What to work on: Only the lines from the line holding "point: the flower, a dot for each instance" through the final line of the entries below are to be returned, exactly as they stand.

Start Task input

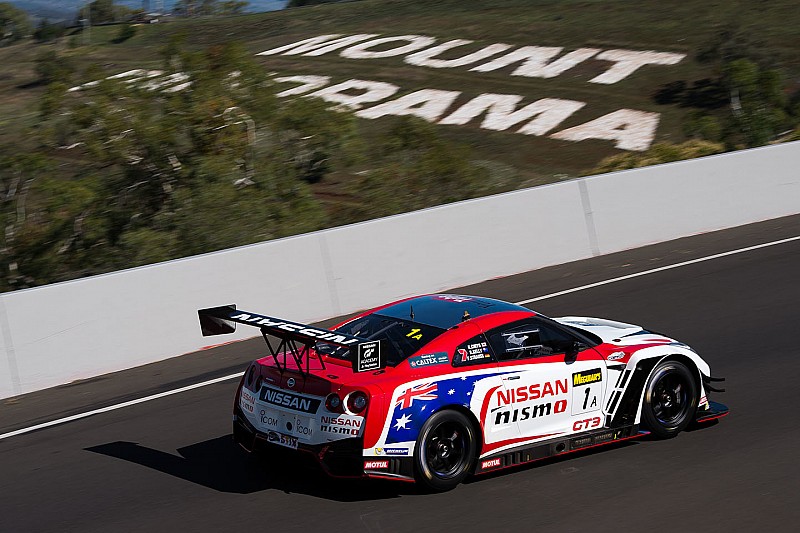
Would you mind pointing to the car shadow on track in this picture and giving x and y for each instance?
(220, 465)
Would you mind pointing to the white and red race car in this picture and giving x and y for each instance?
(438, 387)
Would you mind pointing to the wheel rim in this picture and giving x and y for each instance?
(670, 399)
(446, 449)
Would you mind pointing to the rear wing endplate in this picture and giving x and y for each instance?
(295, 339)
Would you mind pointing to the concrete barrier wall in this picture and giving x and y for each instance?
(79, 329)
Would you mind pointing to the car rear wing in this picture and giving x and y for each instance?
(296, 339)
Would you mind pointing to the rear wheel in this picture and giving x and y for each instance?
(445, 450)
(670, 399)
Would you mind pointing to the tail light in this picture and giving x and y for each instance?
(333, 403)
(356, 402)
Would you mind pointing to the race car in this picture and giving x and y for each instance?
(438, 387)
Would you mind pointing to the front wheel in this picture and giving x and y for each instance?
(670, 399)
(445, 450)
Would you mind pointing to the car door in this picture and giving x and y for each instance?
(484, 381)
(557, 384)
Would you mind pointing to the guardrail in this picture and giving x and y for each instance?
(66, 331)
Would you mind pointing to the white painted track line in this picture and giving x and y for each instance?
(118, 406)
(659, 269)
(523, 302)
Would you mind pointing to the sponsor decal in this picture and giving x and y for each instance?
(526, 393)
(424, 392)
(268, 419)
(587, 391)
(474, 352)
(289, 400)
(293, 327)
(391, 451)
(368, 356)
(282, 440)
(419, 361)
(531, 392)
(491, 463)
(585, 378)
(415, 334)
(453, 298)
(247, 401)
(506, 416)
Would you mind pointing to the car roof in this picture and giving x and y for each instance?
(446, 310)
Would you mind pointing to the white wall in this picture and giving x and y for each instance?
(62, 332)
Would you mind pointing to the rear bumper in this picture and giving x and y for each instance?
(342, 458)
(714, 411)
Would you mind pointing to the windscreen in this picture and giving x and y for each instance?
(400, 338)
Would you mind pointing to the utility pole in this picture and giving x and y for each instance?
(87, 24)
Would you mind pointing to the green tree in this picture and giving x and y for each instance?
(46, 31)
(232, 7)
(50, 67)
(757, 103)
(657, 154)
(14, 24)
(126, 31)
(418, 169)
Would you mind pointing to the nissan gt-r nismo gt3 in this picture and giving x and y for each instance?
(438, 387)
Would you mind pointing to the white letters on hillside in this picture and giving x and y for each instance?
(536, 61)
(628, 128)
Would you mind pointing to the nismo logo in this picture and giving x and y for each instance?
(584, 378)
(288, 400)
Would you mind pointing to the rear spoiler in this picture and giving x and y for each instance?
(222, 320)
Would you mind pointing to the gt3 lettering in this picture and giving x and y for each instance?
(589, 423)
(531, 411)
(531, 392)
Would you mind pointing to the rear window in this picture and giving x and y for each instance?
(400, 338)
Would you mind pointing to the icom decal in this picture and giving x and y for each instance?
(247, 401)
(587, 391)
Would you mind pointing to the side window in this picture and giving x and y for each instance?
(528, 338)
(475, 351)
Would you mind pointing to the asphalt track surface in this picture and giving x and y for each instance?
(170, 465)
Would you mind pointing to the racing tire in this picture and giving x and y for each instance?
(670, 399)
(446, 451)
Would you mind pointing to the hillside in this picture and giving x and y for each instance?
(522, 92)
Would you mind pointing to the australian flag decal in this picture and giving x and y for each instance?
(415, 404)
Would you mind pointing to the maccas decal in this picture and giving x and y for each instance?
(584, 378)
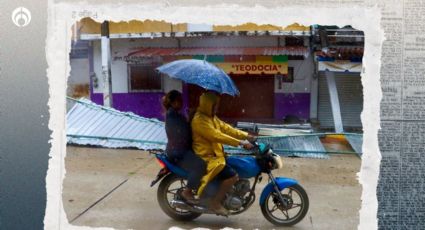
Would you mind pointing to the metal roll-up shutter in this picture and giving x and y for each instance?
(350, 93)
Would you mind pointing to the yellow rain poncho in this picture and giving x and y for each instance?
(209, 134)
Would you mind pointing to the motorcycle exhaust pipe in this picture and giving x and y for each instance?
(182, 205)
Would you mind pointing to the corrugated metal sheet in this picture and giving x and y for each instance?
(342, 53)
(350, 93)
(91, 124)
(356, 142)
(267, 51)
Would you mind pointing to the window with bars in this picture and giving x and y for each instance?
(144, 78)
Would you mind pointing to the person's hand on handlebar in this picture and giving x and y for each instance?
(246, 144)
(251, 138)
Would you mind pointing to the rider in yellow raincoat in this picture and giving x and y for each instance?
(209, 134)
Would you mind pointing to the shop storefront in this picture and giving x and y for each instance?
(346, 74)
(262, 74)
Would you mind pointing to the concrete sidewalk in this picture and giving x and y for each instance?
(110, 188)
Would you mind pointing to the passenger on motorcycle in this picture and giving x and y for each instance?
(179, 145)
(209, 134)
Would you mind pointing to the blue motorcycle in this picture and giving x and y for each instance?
(283, 201)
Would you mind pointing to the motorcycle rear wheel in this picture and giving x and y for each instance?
(300, 203)
(167, 191)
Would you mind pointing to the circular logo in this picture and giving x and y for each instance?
(21, 16)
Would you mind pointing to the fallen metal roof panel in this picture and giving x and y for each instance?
(92, 124)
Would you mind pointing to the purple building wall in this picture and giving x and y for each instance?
(149, 104)
(296, 104)
(144, 104)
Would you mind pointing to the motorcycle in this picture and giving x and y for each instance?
(283, 201)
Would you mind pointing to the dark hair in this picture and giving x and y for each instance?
(170, 97)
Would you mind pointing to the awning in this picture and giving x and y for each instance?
(263, 51)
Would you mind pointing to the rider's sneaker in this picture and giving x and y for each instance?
(189, 199)
(221, 211)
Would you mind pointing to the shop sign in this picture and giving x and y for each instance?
(254, 67)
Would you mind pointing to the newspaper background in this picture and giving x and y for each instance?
(401, 203)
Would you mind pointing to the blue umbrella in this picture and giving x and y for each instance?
(201, 73)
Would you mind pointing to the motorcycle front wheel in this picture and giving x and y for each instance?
(167, 191)
(289, 212)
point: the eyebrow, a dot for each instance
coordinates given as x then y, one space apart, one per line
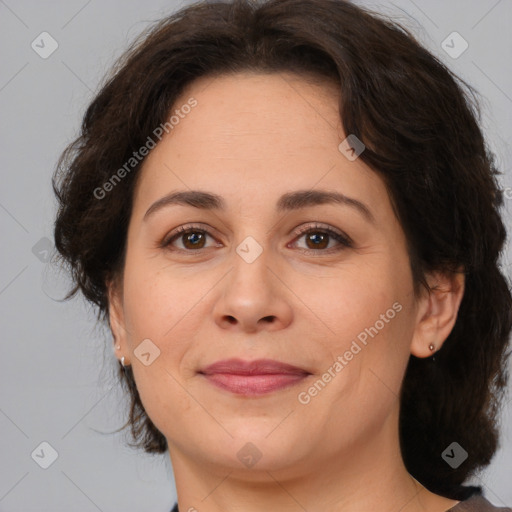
287 202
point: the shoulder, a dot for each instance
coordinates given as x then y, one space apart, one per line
478 504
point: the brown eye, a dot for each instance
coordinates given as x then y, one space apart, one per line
190 238
317 240
322 239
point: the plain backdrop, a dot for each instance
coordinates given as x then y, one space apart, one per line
56 365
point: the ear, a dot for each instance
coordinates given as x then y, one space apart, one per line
116 315
437 312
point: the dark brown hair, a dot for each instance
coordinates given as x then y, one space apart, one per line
419 123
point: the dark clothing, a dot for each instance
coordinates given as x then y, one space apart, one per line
471 501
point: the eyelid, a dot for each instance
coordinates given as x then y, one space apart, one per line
342 238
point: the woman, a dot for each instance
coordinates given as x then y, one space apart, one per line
288 216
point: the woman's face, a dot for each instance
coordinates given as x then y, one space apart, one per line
273 268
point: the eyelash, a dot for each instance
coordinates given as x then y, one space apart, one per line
344 240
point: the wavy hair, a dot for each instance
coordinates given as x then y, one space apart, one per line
420 125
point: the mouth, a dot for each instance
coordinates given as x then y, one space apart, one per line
253 378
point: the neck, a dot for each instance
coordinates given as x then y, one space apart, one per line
367 475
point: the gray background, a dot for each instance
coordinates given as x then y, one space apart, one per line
56 369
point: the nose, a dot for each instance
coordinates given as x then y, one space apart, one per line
253 298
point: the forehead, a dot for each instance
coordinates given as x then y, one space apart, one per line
251 134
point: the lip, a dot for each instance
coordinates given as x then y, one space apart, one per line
252 378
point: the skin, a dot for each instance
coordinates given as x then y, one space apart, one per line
250 139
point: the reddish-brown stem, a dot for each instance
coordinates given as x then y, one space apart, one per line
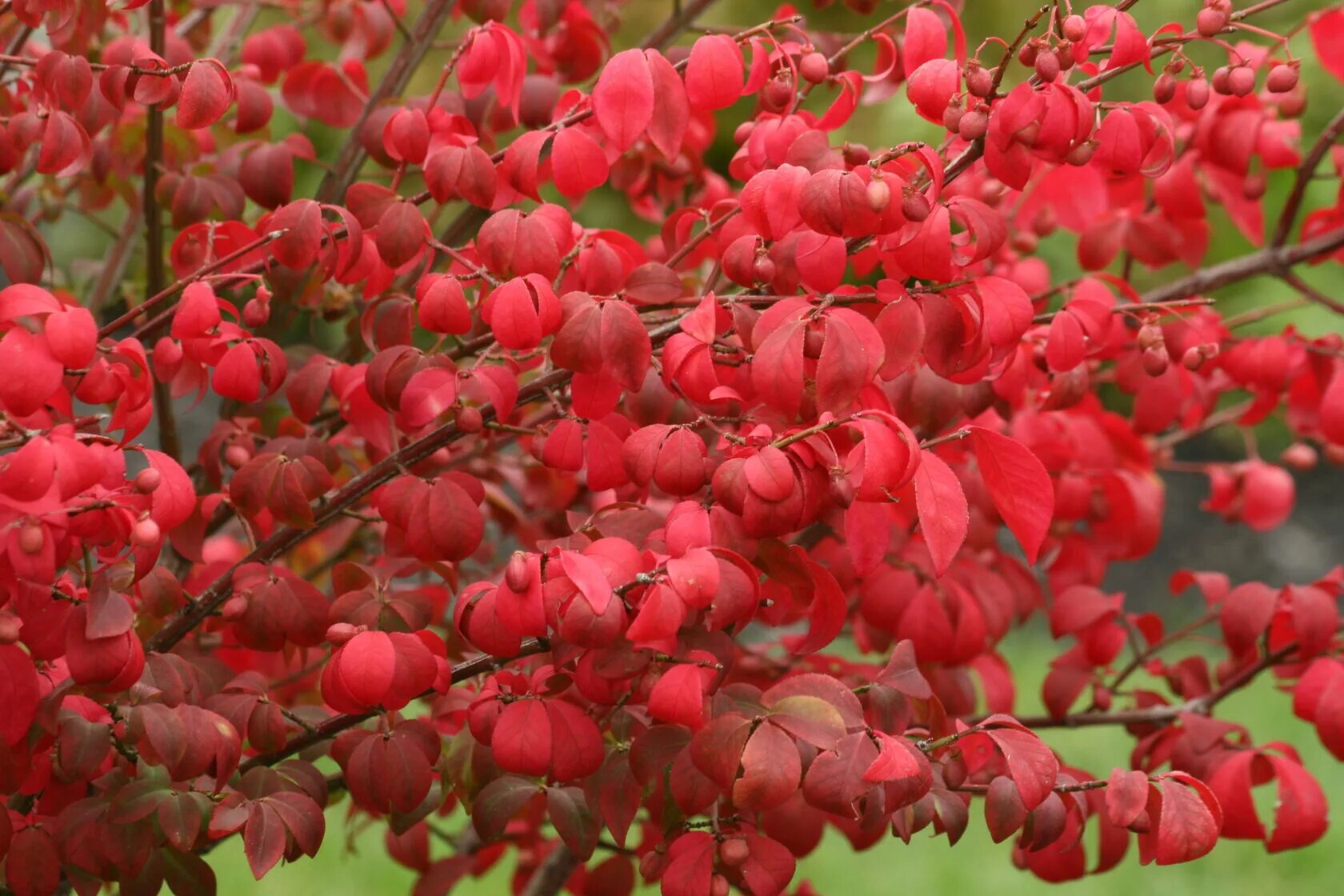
1302 178
163 296
394 82
336 724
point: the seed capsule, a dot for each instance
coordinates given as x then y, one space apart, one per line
148 480
914 206
814 67
734 852
879 195
1282 78
1197 93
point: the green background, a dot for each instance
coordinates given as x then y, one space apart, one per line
358 862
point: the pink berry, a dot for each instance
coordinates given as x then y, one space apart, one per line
980 81
1047 67
1197 93
516 574
734 852
974 126
146 534
1281 78
31 538
814 67
148 480
879 195
914 206
1241 81
1210 22
1164 89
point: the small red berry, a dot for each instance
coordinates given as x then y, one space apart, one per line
1294 105
1300 456
148 480
980 81
974 126
842 490
146 534
516 574
31 538
879 195
1282 78
1047 66
1241 81
915 206
10 628
814 67
1197 93
235 456
342 632
1164 89
777 93
1156 360
256 314
1210 22
1081 154
952 116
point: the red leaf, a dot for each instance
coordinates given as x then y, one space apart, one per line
690 866
19 694
264 838
769 866
1328 39
667 128
679 696
206 94
573 820
1031 763
714 73
578 163
1246 614
34 862
522 741
941 504
575 742
622 100
1019 486
1188 820
770 770
1126 797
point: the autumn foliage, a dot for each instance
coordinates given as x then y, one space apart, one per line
642 559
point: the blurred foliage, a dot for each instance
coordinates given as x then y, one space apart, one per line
926 866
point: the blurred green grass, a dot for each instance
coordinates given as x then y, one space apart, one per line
361 864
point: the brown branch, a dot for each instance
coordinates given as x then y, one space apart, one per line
336 724
1302 178
1310 293
346 498
407 59
1272 259
201 273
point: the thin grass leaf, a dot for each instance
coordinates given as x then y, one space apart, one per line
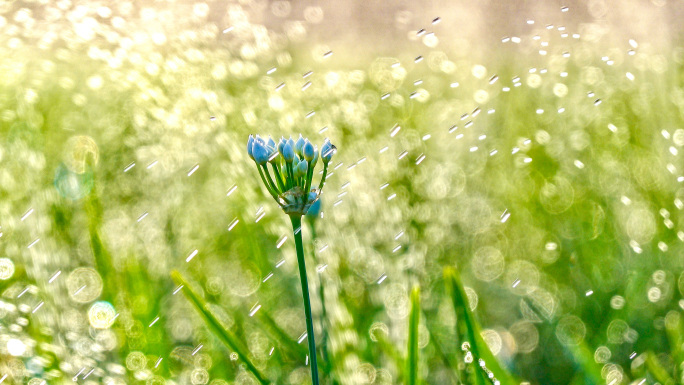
388 348
412 351
279 334
584 359
228 338
470 330
657 370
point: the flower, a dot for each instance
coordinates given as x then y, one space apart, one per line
327 151
260 151
308 151
289 179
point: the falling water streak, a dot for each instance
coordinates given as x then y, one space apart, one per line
193 169
23 292
54 276
231 190
26 215
130 166
177 289
89 373
255 309
37 307
33 243
197 349
233 224
258 218
191 256
79 290
78 374
281 241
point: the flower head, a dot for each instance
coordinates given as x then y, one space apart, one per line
327 151
260 151
289 181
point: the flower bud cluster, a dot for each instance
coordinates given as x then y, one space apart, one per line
292 163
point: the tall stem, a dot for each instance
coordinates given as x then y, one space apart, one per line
297 230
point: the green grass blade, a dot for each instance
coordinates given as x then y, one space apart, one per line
584 358
279 334
228 338
470 331
412 351
657 370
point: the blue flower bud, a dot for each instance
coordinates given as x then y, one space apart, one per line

End Task input

Task solution:
point: the flower, a dot for each instance
coordinates given as x then y, one space apart, one per line
327 151
260 151
308 151
289 179
point: the falling water streak, a dot for each instance
coordinates given as x then y, one space apart, one per line
193 169
23 292
54 276
231 190
26 215
130 166
177 289
89 373
255 309
37 307
33 243
197 349
233 224
258 218
191 256
79 290
78 374
281 241
point: the flower head, a dot for each instance
coordinates given as x then y, one space apart, one per line
327 151
260 151
289 181
point: the flower bud cluster, a dot for each instance
coordinates given as x then y, one space apart, one per line
292 163
point: the tall stem, a dot for each instance
coordinates given as x then y, one space apart, one per line
297 230
point: the green grass blade, a dot for each instance
coordinates given as x then y, one space apart, one per line
584 358
279 334
228 338
470 331
412 351
657 370
point: the blue flower bud, a dot for each instance
coordinates given as x then y, one space apart, one per line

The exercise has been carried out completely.